Tarefas do exercício -
(a) No texto "Trocando pauladas por asas", que crises a pessoa que narra diz ter, embora não tenha morrido de tanto apanhar dos pais?
(b) Transcreva do texto "Trocando pauladas por asas" o trecho que vai de "Eu apanhei muito" até "escrevo esse texto.".

Trecho do texto -
━━━━

Narrativas

periferias 7 | desaprisionar o cárcere

Trocando pauladas por asas

Ou quando os heróis são o motivo do crime que nos prende

Murilo Gaulês | Cia dxs Terroristas

| Brasil |

julho de 2022

“Eu cresci apanhando dos meus pais e não morri”

Passei boa parte da minha vida adulta ouvindo essa frase ou algo parecido de pessoas da minha geração. E por um certo tempo dessa mesma vida adulta eu concordei com isso. Até que comecei a perceber o quanto tinha dificuldade de expressar aquilo que eu sinto e como é difícil para mim dizer: NÃO. Envolvido em diversas relações abusivas, que perpassaram agressões físicas, tentativas de homicídio, estupro, fui percebendo que essa minha dificuldade de me expressar e essa tendência a me submeter a qualquer braço rijo que se impusesse sobre meu corpo, silenciavam minhas (re)ações, como se houvesse um botão de inércia que atuasse sobre mim toda vez que alguém tentava me calar com violência.

Eu apanhei muito dos meus pais e, realmente, eu não morri. Mas tenho crises de ansiedade e pânico. Sou uma pessoa insegura e frequentemente acho que aquilo que estou produzindo não é suficiente, que não basta, que está abaixo do aceitável. Eu estou passando por esse juízo agora mesmo, enquanto escrevo esse texto.

━━━━

Trecho dos dados -
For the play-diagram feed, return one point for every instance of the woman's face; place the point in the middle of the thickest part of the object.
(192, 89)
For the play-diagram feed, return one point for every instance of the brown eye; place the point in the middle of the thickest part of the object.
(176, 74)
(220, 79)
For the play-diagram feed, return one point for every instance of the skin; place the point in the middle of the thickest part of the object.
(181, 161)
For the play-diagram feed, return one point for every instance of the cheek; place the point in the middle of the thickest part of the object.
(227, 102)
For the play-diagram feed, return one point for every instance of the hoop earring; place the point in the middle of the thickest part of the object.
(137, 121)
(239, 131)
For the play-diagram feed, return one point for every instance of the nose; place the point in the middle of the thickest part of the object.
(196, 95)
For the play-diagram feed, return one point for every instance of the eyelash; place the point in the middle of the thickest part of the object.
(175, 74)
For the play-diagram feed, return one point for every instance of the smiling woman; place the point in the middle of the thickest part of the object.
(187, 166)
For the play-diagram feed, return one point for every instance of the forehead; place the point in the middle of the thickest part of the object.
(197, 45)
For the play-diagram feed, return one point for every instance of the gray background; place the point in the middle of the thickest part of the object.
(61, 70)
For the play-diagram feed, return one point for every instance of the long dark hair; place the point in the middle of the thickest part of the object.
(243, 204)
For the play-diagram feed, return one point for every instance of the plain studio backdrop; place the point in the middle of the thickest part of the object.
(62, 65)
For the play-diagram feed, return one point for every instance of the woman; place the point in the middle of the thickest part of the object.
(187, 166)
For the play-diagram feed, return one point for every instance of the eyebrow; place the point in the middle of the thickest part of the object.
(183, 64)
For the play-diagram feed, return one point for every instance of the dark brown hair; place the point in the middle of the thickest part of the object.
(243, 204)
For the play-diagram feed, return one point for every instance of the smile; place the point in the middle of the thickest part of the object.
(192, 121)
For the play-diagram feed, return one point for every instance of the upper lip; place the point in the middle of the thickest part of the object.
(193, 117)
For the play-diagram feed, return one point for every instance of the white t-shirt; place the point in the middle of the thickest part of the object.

━━━━

Respostas das tarefas -
(a) Crises de ansiedade e pânico.

(b)
Eu apanhei muito dos meus pais e, realmente, eu não morri. Mas tenho crises de ansiedade e pânico. Sou uma pessoa insegura e frequentemente acho que aquilo que estou produzindo não é suficiente, que não basta, que está abaixo do aceitável. Eu estou passando por esse juízo agora mesmo, enquanto escrevo esse texto.